:: TEXT FOR ANALYSIS ::

With health officials strongly advising against traveling to see loved ones for Thanksgiving next week, this year's holiday season is shaping up to be either lonely or dangerous.
But there's one glimmer of hope: COVID-19 won't stop Santa from visiting millions of homes.
"Santa is exempt from this because Santa, of all the good qualities, has a lot of good innate immunity," top infectious disease expert Anthony Fauci told USA Today.
"Santa is not going to be spreading any infections to anybody," he added, despite Santa being at high risk due "his global travels, obesity issues and history of smoking," as the New York Post put it rather bluntly.
Christmas will look strikingly different this year. Santa stand-ins across the nation are taking video calls, protecting themselves behind plexiglass barriers at malls — or even choosing to appear in artificial intelligence form via AskSanta.com.
Despite Old Saint Nick's immunity, dean of the National School of Tropical Medicine at Baylor College of Medicine in Houston Peter Hotez told USA Today that Santa should still get his COVID-19 vaccine once it becomes available.
"I hear the ventilation in Santa’s workshop is not the best, and opening windows in North Pole winters problematic," he told the news outlet. "The good news is that mask compliance there is pretty good, and the elves are committed to social distancing. Mrs. Claus has implemented a program of regular testing and the reindeers now lead contact tracing."

:::
:: AVAILABLE DATA ::

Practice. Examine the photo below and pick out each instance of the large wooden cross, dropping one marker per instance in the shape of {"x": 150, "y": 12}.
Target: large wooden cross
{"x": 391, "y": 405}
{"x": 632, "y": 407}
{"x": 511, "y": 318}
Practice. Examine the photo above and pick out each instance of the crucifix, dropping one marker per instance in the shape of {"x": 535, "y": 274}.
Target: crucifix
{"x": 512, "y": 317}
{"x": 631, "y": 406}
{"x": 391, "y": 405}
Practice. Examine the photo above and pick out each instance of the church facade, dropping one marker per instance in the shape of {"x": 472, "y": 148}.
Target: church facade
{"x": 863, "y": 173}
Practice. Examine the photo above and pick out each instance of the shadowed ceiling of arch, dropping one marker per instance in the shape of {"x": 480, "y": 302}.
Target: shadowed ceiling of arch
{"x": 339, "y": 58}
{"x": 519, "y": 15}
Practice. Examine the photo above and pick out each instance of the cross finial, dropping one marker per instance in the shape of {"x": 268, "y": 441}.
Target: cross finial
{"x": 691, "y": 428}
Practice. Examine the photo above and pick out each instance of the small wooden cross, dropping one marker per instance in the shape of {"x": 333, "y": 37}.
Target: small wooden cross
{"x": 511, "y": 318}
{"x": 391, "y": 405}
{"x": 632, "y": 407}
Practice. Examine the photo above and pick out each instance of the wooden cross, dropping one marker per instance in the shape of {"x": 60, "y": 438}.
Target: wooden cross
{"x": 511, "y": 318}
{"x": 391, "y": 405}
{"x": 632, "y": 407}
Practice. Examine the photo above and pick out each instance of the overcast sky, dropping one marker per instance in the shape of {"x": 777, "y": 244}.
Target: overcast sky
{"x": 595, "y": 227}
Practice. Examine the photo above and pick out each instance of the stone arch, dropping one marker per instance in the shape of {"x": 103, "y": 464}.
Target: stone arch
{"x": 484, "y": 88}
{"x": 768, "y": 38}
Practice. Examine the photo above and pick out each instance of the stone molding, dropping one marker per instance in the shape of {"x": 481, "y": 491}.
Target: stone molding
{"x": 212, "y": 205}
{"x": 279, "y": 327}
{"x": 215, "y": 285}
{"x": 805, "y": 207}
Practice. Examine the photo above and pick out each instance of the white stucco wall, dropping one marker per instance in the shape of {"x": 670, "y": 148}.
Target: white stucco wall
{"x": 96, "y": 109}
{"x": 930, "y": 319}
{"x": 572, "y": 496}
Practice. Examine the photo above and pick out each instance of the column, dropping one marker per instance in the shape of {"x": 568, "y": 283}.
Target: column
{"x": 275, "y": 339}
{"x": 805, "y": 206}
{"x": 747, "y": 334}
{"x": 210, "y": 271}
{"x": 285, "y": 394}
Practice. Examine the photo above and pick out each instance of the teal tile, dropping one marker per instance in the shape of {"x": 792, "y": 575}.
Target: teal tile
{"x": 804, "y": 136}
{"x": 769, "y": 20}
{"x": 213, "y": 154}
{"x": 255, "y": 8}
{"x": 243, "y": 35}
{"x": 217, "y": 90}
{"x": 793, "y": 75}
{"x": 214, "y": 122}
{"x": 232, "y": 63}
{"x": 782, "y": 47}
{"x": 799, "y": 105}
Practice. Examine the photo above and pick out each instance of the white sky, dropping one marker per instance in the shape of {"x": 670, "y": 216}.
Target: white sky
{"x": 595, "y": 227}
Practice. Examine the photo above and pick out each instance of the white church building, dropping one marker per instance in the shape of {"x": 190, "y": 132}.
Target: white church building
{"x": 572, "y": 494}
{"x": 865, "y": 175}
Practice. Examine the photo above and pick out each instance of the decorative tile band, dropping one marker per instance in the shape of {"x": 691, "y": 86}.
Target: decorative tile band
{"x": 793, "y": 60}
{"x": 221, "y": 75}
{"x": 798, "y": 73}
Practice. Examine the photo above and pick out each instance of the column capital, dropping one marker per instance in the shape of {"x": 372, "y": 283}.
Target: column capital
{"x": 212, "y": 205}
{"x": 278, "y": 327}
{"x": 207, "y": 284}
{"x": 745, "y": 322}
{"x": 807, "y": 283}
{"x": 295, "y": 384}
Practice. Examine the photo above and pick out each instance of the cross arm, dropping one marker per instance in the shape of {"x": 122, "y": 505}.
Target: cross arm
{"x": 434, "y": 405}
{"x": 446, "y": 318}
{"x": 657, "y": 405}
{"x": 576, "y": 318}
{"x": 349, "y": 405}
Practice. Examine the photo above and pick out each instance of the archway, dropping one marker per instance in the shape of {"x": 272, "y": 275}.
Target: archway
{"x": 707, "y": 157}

:::

In the article about Santa and COVID-19, what program does Peter Hotez say Mrs. Claus has implemented? The entries play no role in this exercise.

A program of regular testing.